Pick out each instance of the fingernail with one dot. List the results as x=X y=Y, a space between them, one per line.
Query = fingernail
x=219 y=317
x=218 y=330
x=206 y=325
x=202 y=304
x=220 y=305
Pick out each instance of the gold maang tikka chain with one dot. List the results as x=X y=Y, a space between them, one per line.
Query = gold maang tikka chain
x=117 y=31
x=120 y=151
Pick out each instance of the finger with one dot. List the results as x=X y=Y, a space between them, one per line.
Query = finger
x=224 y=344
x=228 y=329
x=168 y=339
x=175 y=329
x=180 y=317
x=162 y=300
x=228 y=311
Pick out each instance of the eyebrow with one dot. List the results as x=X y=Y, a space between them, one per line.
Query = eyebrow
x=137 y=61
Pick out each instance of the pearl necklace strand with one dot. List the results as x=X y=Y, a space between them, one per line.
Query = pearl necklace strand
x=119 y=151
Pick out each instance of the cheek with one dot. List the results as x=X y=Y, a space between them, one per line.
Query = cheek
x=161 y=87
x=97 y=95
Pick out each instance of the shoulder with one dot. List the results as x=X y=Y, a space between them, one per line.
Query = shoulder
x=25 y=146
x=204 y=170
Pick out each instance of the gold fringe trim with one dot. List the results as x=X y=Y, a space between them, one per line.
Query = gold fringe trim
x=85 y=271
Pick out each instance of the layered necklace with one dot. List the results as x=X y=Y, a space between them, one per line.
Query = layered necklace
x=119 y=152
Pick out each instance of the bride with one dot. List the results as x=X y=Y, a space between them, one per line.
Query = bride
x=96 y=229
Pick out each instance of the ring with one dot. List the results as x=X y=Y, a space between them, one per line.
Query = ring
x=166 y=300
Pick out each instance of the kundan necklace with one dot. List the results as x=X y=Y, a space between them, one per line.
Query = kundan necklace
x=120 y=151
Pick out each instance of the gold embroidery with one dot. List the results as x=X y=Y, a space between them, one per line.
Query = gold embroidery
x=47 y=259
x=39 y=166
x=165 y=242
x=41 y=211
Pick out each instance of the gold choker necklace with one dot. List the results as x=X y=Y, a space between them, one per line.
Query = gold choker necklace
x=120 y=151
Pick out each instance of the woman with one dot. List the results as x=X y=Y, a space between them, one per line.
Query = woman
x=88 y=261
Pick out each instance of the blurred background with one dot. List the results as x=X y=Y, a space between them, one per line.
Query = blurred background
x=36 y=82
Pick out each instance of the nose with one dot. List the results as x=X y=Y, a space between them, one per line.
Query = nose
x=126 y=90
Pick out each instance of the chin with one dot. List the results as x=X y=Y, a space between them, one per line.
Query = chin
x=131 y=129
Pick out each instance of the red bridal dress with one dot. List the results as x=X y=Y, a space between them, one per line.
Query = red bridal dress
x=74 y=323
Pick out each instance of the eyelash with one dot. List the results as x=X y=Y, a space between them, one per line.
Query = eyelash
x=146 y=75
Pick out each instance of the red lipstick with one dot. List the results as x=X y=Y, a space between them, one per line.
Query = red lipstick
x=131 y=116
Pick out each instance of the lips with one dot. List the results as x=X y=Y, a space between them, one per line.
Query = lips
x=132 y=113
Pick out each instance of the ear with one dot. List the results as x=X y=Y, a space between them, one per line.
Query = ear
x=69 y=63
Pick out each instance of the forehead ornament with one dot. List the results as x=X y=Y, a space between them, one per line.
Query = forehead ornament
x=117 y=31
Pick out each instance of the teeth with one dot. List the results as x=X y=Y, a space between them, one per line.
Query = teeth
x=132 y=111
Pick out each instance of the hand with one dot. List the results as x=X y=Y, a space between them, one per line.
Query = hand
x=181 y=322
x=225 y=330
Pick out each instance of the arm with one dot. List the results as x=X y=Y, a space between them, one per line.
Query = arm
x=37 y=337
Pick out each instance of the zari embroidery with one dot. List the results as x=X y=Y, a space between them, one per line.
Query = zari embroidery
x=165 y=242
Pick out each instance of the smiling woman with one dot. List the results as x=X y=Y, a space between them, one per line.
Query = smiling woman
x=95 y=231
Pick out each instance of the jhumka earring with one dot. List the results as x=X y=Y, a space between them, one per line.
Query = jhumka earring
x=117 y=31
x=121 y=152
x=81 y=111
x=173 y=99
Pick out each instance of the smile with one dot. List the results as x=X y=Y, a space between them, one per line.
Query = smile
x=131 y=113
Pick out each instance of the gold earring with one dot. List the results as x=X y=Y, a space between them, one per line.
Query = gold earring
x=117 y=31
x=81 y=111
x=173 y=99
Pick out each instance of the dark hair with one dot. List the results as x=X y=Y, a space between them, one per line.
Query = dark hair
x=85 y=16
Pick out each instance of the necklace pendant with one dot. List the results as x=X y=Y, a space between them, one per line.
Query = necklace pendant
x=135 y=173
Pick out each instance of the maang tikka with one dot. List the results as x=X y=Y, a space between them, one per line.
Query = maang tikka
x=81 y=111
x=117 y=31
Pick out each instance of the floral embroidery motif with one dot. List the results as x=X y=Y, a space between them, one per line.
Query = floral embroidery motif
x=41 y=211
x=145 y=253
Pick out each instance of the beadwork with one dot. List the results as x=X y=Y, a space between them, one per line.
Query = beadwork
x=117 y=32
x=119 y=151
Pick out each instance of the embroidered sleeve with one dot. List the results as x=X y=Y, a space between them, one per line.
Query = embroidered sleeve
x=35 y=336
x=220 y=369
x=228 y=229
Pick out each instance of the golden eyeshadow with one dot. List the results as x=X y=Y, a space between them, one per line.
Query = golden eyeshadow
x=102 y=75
# # # # # # #
[Assignment]
Nothing in the data may change. Give it again in full.

[Answer box]
Pick out each instance of the fingernail with one dot. List the results as x=X y=Y, a space between them, one per line.
Query = fingernail
x=219 y=317
x=218 y=330
x=206 y=325
x=202 y=304
x=220 y=305
Pick out each instance of the gold maang tikka chain with one dot. List the results as x=X y=Y, a space between them, one per line.
Query = gold maang tikka chain
x=117 y=31
x=120 y=151
Pick out each instance of the finger with one dot. List the results as x=X y=Y, a space between them, one per line.
Query = finger
x=224 y=344
x=228 y=329
x=168 y=339
x=175 y=329
x=180 y=317
x=162 y=300
x=228 y=311
Pick out each instance of the eyebrow with one dot. List the results as x=X y=Y, a space between them, one per line.
Query = eyebrow
x=137 y=61
Pick out each instance of the pearl necklace strand with one dot. List the results as x=X y=Y, a space between them, one per line.
Query = pearl necklace strand
x=119 y=151
Pick out each instance of the cheek with one dot. List the results as x=X y=Y, a space between them, one per line.
Query = cheek
x=161 y=87
x=97 y=95
Pick out each instance of the shoulder with one dot. List the results as x=X y=Y, a space between them, one per line.
Query = shoulder
x=25 y=146
x=204 y=170
Pick out each instance of the gold fringe trim with one dot. List the results as x=X y=Y, a space between them, one per line.
Query = gold fringe trim
x=85 y=271
Pick out each instance of the layered necklace with one dot. List the results as x=X y=Y, a space between them, one per line.
Query = layered necklace
x=119 y=152
Pick out each instance of the bride with one dot. List the results as x=X y=Y, a space between them, one per line.
Query = bride
x=96 y=229
Pick out each instance of the ring with one dot. List the results as x=X y=Y, a space between them, one per line.
Query = ring
x=166 y=300
Pick out each instance of the kundan necklace with one dot. List the results as x=X y=Y, a space between them, one per line.
Query = kundan necklace
x=120 y=151
Pick out each instance of the gold embroidery with one dot. List the results as x=X y=Y, a space between them, one per line.
Query = gold embroidery
x=47 y=259
x=39 y=166
x=165 y=242
x=41 y=211
Pick out each instance of the gold choker necklace with one dot. List the results as x=X y=Y, a space between them, one per line.
Query = gold choker necklace
x=120 y=151
Pick out each instance of the woman with one dot. List the results as x=X y=Y, a space between them, one per line.
Query = woman
x=88 y=261
Pick out each instance of the blurred background with one dot. List the results as x=X y=Y, a space between them, one per line.
Query = blurred background
x=36 y=82
Pick out each instance of the nose with one dot. List the results as x=X y=Y, a space between them, one per line.
Query = nose
x=126 y=90
Pick out each instance of the chin with one dot. List the results as x=X y=Y, a space between them, one per line.
Query = chin
x=131 y=129
Pick out each instance of the red bridal dress with one dot. List the results as x=X y=Y, a space between them, one per line.
Query = red bridal dress
x=74 y=323
Pick out each instance of the eyelash with one dot. List the results as x=X y=Y, a space between them, one per line.
Query = eyelash
x=146 y=75
Pick out each instance of the red lipstick with one dot. List the results as x=X y=Y, a space between them, one per line.
Query = red lipstick
x=131 y=116
Pick out each instance of the lips with one dot. List the results as x=X y=Y, a space between them, one per line.
Query = lips
x=132 y=113
Pick out each instance of the ear with one dot. List the results as x=X y=Y, a space between them, one per line.
Query = ear
x=69 y=63
Pick out each instance of the forehead ornament with one dot. List the results as x=X y=Y, a space between them, one per line.
Query = forehead ornament
x=117 y=31
Pick out each instance of the teeth with one dot. List the results as x=X y=Y, a space between them, one per line.
Query = teeth
x=132 y=111
Pick out each instance of the hand with one dot. List the results as x=X y=Y, a space between them, one per line.
Query = hand
x=181 y=322
x=225 y=330
Pick out each instance of the arm with one dot. List the results as x=X y=Y, a space between them, one per line.
Query = arm
x=37 y=337
Pick out each instance of the zari embroidery with one dot. List the results as x=X y=Y, a space between them, one per line.
Query = zari embroidery
x=165 y=242
Pick out each instance of the smiling woman with one dot. List the results as x=X y=Y, a space between them, one per line.
Query = smiling woman
x=95 y=231
Pick out each instance of the jhumka earring with one dot. List the results as x=X y=Y, a space between them, one per line.
Query = jhumka earring
x=117 y=31
x=121 y=152
x=81 y=111
x=173 y=99
Pick out each instance of the smile with one dot. List the results as x=X y=Y, a space between them, one per line.
Query = smile
x=131 y=113
Pick out each instance of the gold earring with one dot. List the results as x=X y=Y, a space between them, one per line.
Query = gold earring
x=117 y=31
x=81 y=111
x=173 y=99
Pick out each instance of the dark hair with one dot. List the results as x=X y=Y, a space between them, one per line.
Query = dark hair
x=85 y=16
Pick out each instance of the necklace pendant with one dot. List the results as x=X y=Y, a space between them, one per line.
Query = necklace pendant
x=135 y=173
Pick out each instance of the maang tikka with one dot. List the results as x=X y=Y, a space between them, one per line.
Query = maang tikka
x=81 y=111
x=117 y=31
Pick out each instance of the floral embroidery motif with one dot. List the results as x=X y=Y, a space between them, one per line.
Query = floral embroidery motif
x=41 y=211
x=145 y=253
Pick out each instance of the beadwork with one dot. List the results as x=X y=Y, a space between them, one per line.
Query = beadwork
x=117 y=32
x=119 y=151
Pick out each instance of the embroidered sleeve with one dot. List the results as x=X y=Y, a space between them, one per line.
Query = embroidered sleeve
x=35 y=336
x=220 y=369
x=228 y=229
Pick out each instance of the golden eyeshadow with one dot. List the results as x=X y=Y, a space between them, one per line.
Query = golden eyeshadow
x=102 y=75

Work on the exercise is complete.